• Task directions: Write out the rows below word for word, from the start of the rows through the line containing "8 397 150 456", with both ends included. Leave out the pictures.

• Input records:
_ _ _ _
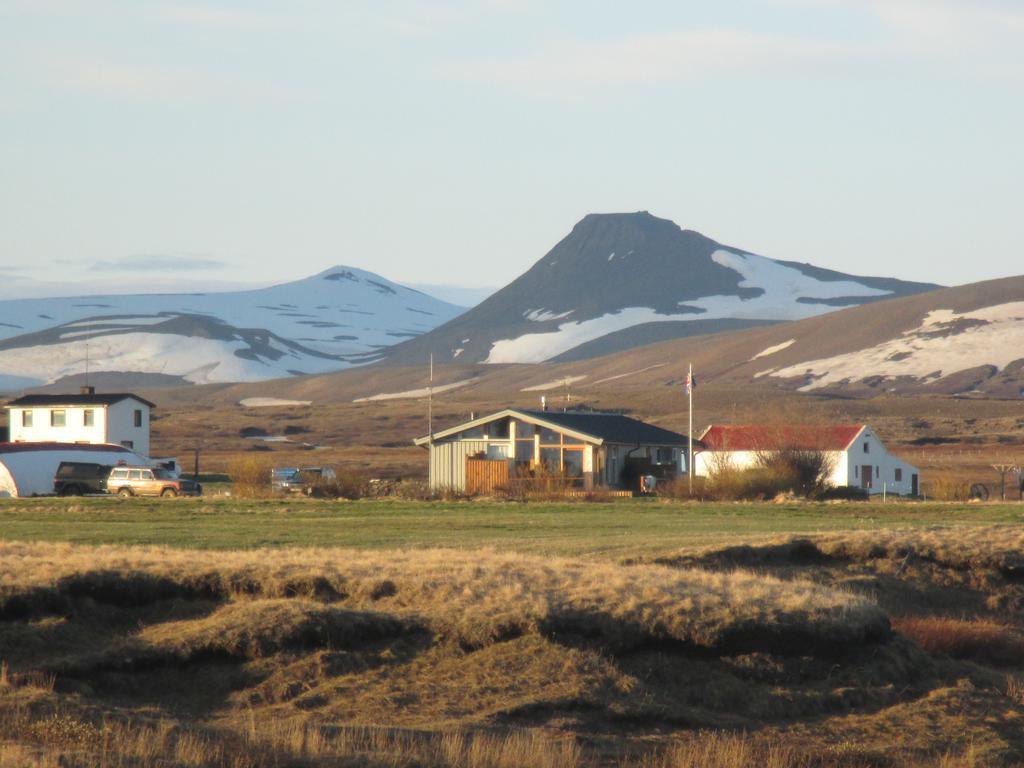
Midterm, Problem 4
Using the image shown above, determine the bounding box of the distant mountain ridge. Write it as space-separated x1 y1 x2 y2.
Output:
384 211 939 365
0 266 463 390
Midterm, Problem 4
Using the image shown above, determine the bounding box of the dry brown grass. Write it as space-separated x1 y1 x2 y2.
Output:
227 454 272 499
6 518 1024 768
892 616 1024 664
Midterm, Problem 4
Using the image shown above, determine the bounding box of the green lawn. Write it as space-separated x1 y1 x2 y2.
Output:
0 499 1024 555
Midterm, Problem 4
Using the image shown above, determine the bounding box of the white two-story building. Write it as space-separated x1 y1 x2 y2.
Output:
7 387 156 456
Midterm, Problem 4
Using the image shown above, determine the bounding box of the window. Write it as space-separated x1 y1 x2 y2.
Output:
515 421 537 439
486 419 509 440
487 442 509 461
541 447 562 472
515 439 534 464
562 449 583 477
541 427 562 445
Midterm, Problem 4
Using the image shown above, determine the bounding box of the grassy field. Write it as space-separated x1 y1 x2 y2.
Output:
0 498 1024 768
0 498 1024 555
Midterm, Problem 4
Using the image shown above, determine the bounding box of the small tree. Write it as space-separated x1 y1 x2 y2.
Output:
755 427 836 497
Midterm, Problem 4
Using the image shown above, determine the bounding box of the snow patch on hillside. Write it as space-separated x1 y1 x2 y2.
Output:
484 249 891 364
519 375 587 392
762 301 1024 391
352 379 476 402
522 309 575 323
751 339 797 360
0 333 338 384
0 267 462 383
588 362 669 387
239 397 313 408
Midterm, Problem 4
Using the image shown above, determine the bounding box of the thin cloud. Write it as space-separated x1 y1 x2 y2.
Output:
154 4 287 30
445 29 850 87
91 254 227 272
32 51 322 104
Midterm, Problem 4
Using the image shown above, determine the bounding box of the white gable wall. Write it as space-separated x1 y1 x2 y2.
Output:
106 397 150 456
845 427 921 496
8 397 150 456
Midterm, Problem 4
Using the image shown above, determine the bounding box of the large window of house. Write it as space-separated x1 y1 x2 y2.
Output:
541 427 586 477
483 418 509 440
562 447 583 477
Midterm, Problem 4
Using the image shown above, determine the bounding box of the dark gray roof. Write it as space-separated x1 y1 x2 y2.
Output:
515 409 687 445
7 392 157 408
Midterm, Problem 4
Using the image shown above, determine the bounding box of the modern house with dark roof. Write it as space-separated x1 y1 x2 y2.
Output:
7 387 156 456
414 409 687 493
693 424 921 496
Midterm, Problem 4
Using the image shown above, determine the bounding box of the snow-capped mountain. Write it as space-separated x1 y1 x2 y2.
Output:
387 211 938 364
0 266 463 389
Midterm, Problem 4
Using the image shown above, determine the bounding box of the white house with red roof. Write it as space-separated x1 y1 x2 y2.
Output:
693 424 921 496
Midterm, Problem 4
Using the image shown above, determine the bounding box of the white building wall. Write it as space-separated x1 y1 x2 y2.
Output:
693 427 921 496
8 406 108 443
847 427 921 496
105 398 150 456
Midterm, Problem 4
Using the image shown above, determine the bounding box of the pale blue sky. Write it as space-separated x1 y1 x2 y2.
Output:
0 0 1024 297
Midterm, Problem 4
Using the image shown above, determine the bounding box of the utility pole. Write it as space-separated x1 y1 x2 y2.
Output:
427 352 434 488
686 362 693 496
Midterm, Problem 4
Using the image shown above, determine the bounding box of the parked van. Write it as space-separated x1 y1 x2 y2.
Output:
106 467 203 496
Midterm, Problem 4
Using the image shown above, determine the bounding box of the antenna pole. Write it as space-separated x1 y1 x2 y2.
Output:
686 362 693 496
427 352 434 487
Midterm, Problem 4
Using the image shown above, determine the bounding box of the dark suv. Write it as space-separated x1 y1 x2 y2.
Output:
53 462 111 496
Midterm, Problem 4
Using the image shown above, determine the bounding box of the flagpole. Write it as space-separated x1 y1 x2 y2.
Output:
427 352 434 488
686 362 693 496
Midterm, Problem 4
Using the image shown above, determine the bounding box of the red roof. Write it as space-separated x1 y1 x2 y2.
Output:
700 424 864 451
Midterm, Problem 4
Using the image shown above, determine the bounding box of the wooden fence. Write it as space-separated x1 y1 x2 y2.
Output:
466 457 509 494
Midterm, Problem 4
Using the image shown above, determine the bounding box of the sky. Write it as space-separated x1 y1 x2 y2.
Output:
0 0 1024 298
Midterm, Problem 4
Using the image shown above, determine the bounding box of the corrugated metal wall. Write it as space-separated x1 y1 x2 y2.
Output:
430 440 487 492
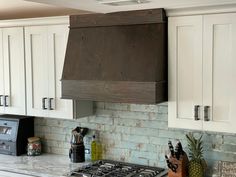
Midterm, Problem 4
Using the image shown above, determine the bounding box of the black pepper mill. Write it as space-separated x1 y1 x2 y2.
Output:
69 127 88 163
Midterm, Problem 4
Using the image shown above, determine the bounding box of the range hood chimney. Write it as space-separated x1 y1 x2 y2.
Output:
62 9 167 104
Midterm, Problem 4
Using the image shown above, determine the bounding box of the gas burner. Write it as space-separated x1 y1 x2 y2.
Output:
69 160 167 177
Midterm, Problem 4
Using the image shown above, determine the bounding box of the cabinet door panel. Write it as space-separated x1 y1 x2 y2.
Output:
3 27 26 115
48 25 73 119
0 29 4 113
25 26 48 116
203 14 236 133
168 16 202 129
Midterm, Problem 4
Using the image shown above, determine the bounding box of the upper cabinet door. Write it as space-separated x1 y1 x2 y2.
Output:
2 27 26 115
25 26 48 116
45 25 73 119
203 14 236 133
168 16 202 129
0 29 4 113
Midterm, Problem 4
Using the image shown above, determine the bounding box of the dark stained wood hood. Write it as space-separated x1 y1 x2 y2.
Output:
62 9 167 104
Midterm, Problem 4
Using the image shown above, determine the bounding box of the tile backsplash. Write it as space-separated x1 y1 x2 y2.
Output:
35 102 236 176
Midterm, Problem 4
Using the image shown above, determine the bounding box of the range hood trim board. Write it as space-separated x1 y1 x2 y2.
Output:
62 80 167 104
61 9 168 104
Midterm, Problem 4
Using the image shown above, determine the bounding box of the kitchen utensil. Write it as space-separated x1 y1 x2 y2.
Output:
168 141 175 157
165 155 178 173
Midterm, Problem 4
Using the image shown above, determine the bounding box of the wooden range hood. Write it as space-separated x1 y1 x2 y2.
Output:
62 9 167 104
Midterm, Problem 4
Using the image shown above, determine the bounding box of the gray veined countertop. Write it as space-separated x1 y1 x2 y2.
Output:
0 154 88 177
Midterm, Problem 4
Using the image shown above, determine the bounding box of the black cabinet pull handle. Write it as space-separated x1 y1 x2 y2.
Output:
0 95 4 106
204 106 210 121
194 105 200 120
49 98 54 110
42 97 48 110
4 95 9 107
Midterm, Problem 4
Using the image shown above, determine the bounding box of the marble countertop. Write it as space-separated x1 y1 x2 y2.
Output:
0 154 89 177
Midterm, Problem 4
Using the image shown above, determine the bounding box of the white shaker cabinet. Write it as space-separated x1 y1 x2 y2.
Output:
168 14 236 133
0 27 26 115
203 14 236 133
25 25 92 119
168 16 203 129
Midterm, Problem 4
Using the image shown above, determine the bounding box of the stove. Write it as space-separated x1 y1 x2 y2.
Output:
69 160 167 177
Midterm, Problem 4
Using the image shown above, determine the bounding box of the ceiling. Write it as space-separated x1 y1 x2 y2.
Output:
27 0 236 13
0 0 236 20
0 0 88 20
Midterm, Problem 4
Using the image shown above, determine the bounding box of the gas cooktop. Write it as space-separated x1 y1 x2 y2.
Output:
69 160 167 177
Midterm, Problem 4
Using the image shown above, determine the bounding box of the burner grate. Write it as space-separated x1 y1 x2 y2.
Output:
70 160 166 177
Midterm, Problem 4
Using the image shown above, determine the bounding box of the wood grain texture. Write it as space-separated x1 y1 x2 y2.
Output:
62 80 167 104
62 9 167 103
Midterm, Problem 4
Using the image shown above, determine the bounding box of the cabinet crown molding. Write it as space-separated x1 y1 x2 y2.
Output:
0 16 69 27
166 4 236 17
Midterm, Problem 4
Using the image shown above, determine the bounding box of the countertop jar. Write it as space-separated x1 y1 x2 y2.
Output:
27 137 42 156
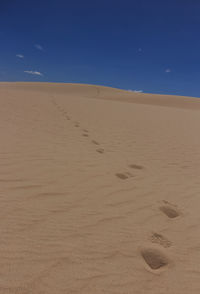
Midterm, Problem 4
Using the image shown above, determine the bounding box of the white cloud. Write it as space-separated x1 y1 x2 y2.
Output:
128 90 143 93
16 54 24 58
34 44 44 51
24 70 43 76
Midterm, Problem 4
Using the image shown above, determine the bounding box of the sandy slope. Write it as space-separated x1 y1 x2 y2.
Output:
0 83 200 294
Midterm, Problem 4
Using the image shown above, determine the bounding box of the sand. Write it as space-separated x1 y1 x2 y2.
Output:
0 83 200 294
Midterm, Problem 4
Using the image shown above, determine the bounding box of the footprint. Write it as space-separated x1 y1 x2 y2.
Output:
115 172 133 180
96 148 104 153
160 201 180 218
92 140 100 145
150 233 172 248
141 248 169 270
129 164 144 169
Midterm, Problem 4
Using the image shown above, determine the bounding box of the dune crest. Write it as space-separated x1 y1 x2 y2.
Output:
0 83 200 294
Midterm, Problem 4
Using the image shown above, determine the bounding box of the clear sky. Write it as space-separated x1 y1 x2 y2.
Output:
0 0 200 97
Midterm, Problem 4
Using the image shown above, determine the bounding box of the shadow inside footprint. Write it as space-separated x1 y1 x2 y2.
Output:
92 140 100 145
96 148 104 153
160 205 180 218
115 173 129 180
151 233 172 248
141 248 169 270
129 164 144 169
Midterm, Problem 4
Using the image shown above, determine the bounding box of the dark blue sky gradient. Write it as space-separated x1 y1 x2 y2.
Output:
0 0 200 97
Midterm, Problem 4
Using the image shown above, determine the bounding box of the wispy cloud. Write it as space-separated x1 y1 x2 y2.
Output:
24 70 43 76
34 44 44 51
16 54 24 58
128 90 143 93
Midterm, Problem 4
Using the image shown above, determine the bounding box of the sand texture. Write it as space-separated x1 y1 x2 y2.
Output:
0 83 200 294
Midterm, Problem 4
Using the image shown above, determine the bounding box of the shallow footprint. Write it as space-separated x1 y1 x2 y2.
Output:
160 204 180 218
92 140 100 145
141 248 169 270
115 172 133 180
129 164 144 169
96 148 104 153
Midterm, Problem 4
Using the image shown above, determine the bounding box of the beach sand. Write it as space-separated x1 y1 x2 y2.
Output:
0 83 200 294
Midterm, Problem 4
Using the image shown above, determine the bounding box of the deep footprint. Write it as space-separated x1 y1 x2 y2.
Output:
115 173 129 180
160 205 180 218
150 233 172 248
141 248 169 270
96 148 104 153
92 140 100 145
129 164 144 169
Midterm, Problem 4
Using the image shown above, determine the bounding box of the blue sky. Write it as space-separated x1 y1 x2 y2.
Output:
0 0 200 97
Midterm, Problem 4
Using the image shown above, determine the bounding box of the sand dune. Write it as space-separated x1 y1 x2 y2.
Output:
0 83 200 294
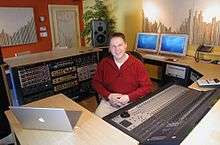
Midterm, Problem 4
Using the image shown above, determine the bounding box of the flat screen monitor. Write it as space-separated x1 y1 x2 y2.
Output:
_ _ _ _
• Result of this task:
Midterm, Problem 4
Using the image shown above, determine the bounding box of the distant mountain ridge. Write it as space-separated x1 y1 x2 y2.
Output:
384 211 939 365
0 266 463 390
Midterm, Problem 4
Using the image shown above, determine the bounding box of the dry brown grass. Write it as space-separated x1 y1 x2 y2.
Output:
227 454 272 499
6 518 1024 768
892 616 1024 664
Midterm, Problem 4
Using the image shown above, determine the bounding box of the green lawn. Write it as space-separated x1 y1 x2 y2.
Output:
0 499 1024 555
Midterm, Problem 4
Using the image shown above, determine the bounding box of the white two-story building. Write it as space-separated x1 y1 x2 y2.
Output:
7 387 156 456
Midterm, Problem 4
Using the image shown above, determine the bounding box of the window. Write it as space-separated x1 y1 x2 y2.
Output:
515 421 537 439
486 419 509 440
487 442 509 461
541 447 562 472
515 439 534 464
562 449 583 477
541 427 562 445
Midterm, Problem 4
Using the image shown above, determine the bounding box of the grassy field. Write it as space-separated x1 y1 x2 y2.
Output:
0 498 1024 768
0 498 1024 555
Midterm, Problem 4
Using the image shown above, determine the bounding box of the small tree. Write it as space-separated x1 y1 x2 y2.
Output:
755 427 836 497
Midterm, Problem 4
Using the image shown above, determine the bounding box of the snow patch on hillside. Write it as space-separated x1 y1 x2 y2.
Output:
484 249 891 364
519 375 587 392
762 301 1024 391
352 379 476 402
522 309 575 323
751 339 797 360
0 333 338 384
0 267 462 383
588 362 669 387
239 397 313 408
Midterm, Problem 4
Using the image shown above, determine the bounding box of the thin cloud. Write it as space-separated x1 y1 x2 y2.
Output:
154 4 287 30
445 29 850 87
91 254 227 272
32 51 322 104
Midterm, Problem 4
Using the image shown above, determine the bounding box of the white gable wall. Write it as space-separated x1 y1 x2 y2.
Output:
106 397 150 456
845 427 921 496
8 397 150 456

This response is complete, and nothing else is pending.